- _Material supplied_:
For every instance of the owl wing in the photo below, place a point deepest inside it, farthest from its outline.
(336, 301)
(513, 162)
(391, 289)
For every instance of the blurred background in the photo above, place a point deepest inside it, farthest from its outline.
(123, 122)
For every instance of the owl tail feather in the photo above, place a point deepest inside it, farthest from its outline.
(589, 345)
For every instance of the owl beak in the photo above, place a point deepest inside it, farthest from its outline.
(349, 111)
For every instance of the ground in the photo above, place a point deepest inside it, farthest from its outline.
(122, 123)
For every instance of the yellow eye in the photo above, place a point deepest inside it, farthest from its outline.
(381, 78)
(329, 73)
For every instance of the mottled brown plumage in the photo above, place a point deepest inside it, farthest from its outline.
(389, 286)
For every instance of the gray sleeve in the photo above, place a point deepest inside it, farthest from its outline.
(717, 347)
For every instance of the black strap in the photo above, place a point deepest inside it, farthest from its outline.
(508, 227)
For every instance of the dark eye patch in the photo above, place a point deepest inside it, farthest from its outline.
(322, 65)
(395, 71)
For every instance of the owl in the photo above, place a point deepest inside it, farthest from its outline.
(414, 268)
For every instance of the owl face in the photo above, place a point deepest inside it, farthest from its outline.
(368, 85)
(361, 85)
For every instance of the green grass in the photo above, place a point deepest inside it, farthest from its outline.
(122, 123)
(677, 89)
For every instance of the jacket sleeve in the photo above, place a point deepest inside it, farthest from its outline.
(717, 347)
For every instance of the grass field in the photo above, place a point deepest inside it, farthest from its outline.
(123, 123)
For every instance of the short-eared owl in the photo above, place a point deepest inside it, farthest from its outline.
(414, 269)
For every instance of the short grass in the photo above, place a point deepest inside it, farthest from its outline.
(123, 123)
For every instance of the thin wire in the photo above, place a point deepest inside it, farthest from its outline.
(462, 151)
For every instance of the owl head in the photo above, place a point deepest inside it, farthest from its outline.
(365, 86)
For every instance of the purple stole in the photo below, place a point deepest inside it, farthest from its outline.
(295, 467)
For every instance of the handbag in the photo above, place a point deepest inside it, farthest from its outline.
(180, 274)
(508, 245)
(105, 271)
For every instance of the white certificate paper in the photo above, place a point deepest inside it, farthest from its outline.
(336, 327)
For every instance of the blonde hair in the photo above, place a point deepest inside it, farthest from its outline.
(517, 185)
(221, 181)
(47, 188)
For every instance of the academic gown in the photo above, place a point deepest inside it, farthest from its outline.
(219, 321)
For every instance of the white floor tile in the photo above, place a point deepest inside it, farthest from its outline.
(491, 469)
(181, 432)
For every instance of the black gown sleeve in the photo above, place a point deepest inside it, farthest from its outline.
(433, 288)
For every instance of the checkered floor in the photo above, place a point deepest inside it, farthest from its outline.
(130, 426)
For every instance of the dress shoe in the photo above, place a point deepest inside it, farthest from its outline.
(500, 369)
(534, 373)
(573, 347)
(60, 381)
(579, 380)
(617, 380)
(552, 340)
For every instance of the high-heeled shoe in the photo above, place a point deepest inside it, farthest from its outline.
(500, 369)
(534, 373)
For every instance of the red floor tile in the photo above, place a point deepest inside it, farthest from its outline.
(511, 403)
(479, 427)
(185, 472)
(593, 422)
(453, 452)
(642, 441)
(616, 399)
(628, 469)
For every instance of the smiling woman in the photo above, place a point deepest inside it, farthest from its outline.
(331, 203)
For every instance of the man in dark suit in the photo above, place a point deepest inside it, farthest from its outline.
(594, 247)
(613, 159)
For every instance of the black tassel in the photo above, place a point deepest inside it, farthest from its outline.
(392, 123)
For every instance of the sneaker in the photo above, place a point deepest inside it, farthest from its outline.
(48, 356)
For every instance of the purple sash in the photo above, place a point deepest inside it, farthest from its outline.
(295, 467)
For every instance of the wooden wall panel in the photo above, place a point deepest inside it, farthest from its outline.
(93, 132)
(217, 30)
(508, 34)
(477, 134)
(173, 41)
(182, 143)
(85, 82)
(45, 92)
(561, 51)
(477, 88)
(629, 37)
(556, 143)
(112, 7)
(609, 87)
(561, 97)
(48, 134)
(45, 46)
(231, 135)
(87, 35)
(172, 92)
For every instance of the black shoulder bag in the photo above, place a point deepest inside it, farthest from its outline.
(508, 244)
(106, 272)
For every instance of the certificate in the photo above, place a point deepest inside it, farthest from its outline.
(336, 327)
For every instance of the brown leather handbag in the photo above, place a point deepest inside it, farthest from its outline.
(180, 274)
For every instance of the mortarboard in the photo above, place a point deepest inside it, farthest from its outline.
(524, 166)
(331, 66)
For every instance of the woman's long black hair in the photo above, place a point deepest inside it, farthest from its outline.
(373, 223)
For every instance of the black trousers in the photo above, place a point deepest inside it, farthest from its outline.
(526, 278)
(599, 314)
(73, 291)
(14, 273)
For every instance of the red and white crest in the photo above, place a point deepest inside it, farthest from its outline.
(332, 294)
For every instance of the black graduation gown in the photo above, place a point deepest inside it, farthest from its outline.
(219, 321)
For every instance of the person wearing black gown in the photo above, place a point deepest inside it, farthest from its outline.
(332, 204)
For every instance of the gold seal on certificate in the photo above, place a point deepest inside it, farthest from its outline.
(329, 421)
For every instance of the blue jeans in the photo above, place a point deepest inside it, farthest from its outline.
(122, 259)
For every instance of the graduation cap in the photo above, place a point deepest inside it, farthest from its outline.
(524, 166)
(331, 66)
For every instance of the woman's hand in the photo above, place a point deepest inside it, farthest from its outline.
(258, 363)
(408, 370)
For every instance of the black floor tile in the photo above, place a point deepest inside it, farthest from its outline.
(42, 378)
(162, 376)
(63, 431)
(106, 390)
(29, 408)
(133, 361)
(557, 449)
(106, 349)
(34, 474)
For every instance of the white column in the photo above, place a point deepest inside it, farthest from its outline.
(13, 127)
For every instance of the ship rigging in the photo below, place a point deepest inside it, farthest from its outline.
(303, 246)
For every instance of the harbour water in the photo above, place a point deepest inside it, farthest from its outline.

- _Work item_: Retype the lines of the material from the one containing "For every instance of the white column" through the last line, exactly, and give no other lines.

- _Answer for this exercise_:
For every instance of the white column in the photo above, place a point deepest inside it, farthest from its outline.
(13, 127)
For every instance of the ship rigging in the photo below, place a point deepest inside it, farthest from its outline.
(303, 246)
For every instance of the harbour water in the photo above, place a point deepest inside it, farthest from its outline.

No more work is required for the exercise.